Le BFR (besoin en fonds de roulement) fait partie de ces notions comptables, apparemment simples, qui font pourtant s’arracher les cheveux des étudiants et des chefs d’entreprise. Toute entreprise qui innove ou qui connaît une croissance importante doit maîtriser parfaitement la notion de BFR. A quoi correspond-il concrètement et, surtout, comment s’en servir au quotidien pour améliorer sa rentabilité ? Cet article est accompagné d’exercices et de quiz qui vous permettront de mieux le comprendre.
Le BFR correspond aux besoins de financement à court terme d’une entreprise et résulte des décalages entre les décaissements et les encaissements de l’activité courante. Le démarrage d’une activité est typiquement un moment où il faut « financer du BFR », c’est-à-dire trouver les ressources pour fabriquer et commercialiser nos produits avant même de les vendre et d’encaisser l’argent correspondant.
BFR : un premier exemple simple
Quand une entreprise reçoit des marchandises, il est rare qu’elle paie directement ses fournisseurs. De même, quand elle vend ses produits, ses clients ne la paient pas systématiquement immédiatement. Des écarts apparaissent donc entre les enregistrements d’achats et de ventes enregistrés en comptabilité et les encaissements d’argent. Les entreprises n’ont toujours pas reçu l’argent correspondant à la certaines marchandises qu’elles ont pourtant déjà vendues. De même elles ont financé du stock pour fabriquer ces marchandises. Cette situation crée un besoin de financement. Par contre, elles disposent de marchandises qu’elles n’ont pas encore payées à leurs fournisseurs. Cela crée une ressource, un excédent de financement.

++++++++++++++++++++

* [Consigne]:
Poursuivez l'article sur le besoin en fonds de roulement à la suite de sa dernière phrase. Le matériau présenté ci-après est distinct de l'article.

Entrées d'un jeu de données d'annotation
++++++++++++++++++++

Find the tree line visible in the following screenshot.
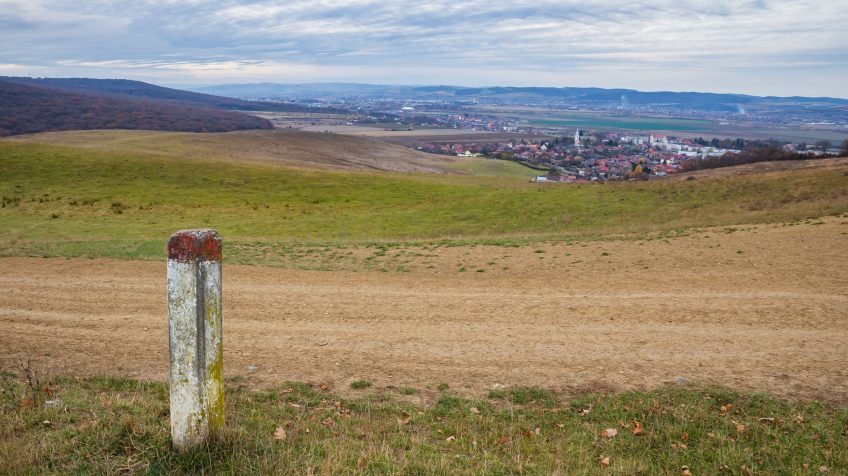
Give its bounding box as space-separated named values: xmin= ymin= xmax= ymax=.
xmin=0 ymin=81 xmax=273 ymax=136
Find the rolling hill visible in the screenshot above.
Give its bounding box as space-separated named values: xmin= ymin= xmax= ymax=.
xmin=0 ymin=76 xmax=314 ymax=112
xmin=0 ymin=80 xmax=273 ymax=136
xmin=1 ymin=130 xmax=536 ymax=177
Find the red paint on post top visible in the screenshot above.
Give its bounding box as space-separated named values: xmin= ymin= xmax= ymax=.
xmin=168 ymin=229 xmax=221 ymax=263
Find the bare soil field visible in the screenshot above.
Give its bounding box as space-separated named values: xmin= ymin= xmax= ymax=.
xmin=0 ymin=217 xmax=848 ymax=403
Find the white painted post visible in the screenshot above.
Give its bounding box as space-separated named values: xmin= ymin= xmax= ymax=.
xmin=168 ymin=230 xmax=224 ymax=451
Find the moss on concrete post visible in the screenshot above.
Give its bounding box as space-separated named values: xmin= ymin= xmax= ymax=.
xmin=168 ymin=230 xmax=224 ymax=451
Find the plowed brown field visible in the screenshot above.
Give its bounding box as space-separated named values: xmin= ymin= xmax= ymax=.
xmin=0 ymin=218 xmax=848 ymax=403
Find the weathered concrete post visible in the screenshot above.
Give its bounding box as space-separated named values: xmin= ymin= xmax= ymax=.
xmin=168 ymin=230 xmax=224 ymax=451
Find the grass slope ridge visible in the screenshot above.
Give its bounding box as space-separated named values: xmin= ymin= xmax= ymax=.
xmin=0 ymin=76 xmax=322 ymax=112
xmin=4 ymin=130 xmax=536 ymax=177
xmin=0 ymin=81 xmax=273 ymax=136
xmin=0 ymin=140 xmax=848 ymax=259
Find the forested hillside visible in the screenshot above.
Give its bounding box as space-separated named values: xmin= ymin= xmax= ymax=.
xmin=0 ymin=76 xmax=312 ymax=112
xmin=0 ymin=80 xmax=273 ymax=136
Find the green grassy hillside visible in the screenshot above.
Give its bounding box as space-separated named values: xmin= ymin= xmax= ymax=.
xmin=0 ymin=372 xmax=848 ymax=476
xmin=7 ymin=130 xmax=539 ymax=178
xmin=0 ymin=141 xmax=848 ymax=258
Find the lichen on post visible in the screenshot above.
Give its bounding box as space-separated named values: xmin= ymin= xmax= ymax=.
xmin=168 ymin=229 xmax=224 ymax=451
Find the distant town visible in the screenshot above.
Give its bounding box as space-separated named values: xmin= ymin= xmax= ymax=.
xmin=416 ymin=129 xmax=826 ymax=183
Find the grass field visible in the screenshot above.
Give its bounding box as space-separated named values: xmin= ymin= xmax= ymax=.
xmin=0 ymin=371 xmax=848 ymax=475
xmin=0 ymin=141 xmax=848 ymax=262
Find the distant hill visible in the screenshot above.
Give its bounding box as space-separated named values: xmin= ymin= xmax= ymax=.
xmin=196 ymin=83 xmax=848 ymax=112
xmin=0 ymin=80 xmax=273 ymax=136
xmin=0 ymin=76 xmax=322 ymax=112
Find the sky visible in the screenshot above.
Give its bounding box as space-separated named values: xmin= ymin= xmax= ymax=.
xmin=0 ymin=0 xmax=848 ymax=98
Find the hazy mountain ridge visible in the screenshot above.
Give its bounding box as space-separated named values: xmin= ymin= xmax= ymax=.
xmin=193 ymin=83 xmax=848 ymax=111
xmin=0 ymin=78 xmax=273 ymax=136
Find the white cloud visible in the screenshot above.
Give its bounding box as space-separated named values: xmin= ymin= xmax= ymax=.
xmin=0 ymin=0 xmax=848 ymax=97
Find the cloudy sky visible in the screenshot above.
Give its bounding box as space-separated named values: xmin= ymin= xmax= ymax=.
xmin=0 ymin=0 xmax=848 ymax=98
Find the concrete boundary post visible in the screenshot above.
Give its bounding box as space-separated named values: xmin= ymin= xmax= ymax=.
xmin=168 ymin=230 xmax=224 ymax=451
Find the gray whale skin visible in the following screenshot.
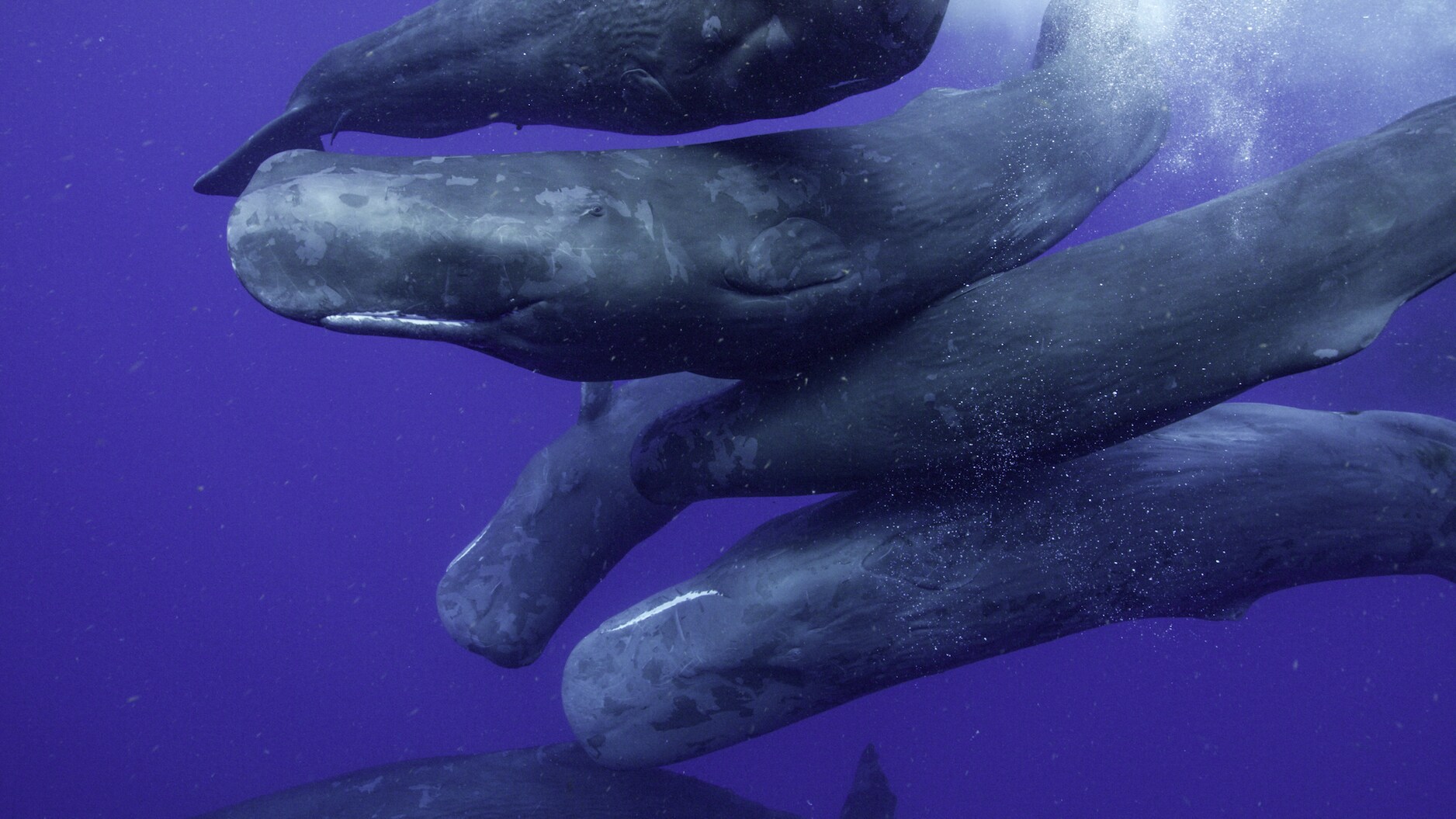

++++++++++++++++++++

* [Réponse attendue]:
Prenons l’exemple de l’entreprise GrimpéÔ, qui fabrique des tringles à rideaux. Pour fabriquer ses tringles, l’entreprise doit commander de la matière première à ses fournisseurs. Disons qu’elle reçoit cette matière le 1er janvier (on travaille dur dans l’entreprise), accompagnée d’une facture à échéance du 15 février (45 jours). Elle fabrique les tringles et parvient à les vendre le 15 mars (75 jours). Elle les livre dans la foulée. La date d’échéance de sa facture est le 30 avril (45 jours) mais elle n’est malheureusement pas payée et doit encore attendre, après avoir envoyé une relance à son client. Celui-ci finit par s’acquitter de sa dette le 25 mai soit 25 jours après l’échéance. Ce paiement conclut le cycle de vente.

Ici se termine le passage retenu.